TASK DETAILS: The copy must match the data below line for line and contain no images.

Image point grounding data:

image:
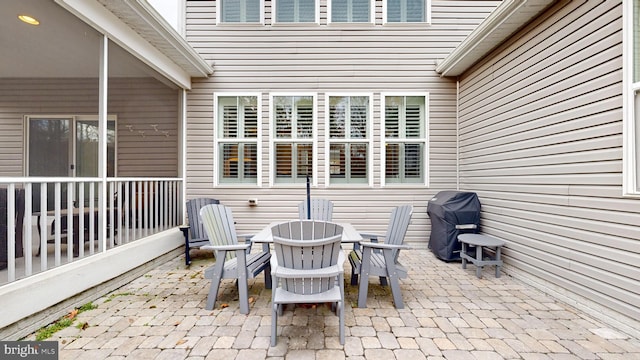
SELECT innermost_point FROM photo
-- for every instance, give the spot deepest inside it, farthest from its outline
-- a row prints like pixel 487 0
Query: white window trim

WRITTEN RESPONSE:
image:
SELECT innermost_point FROM photo
-- for every instance, give the spot deepest inside it, farthest from its outline
-- a row prints like pixel 487 0
Query: white window trim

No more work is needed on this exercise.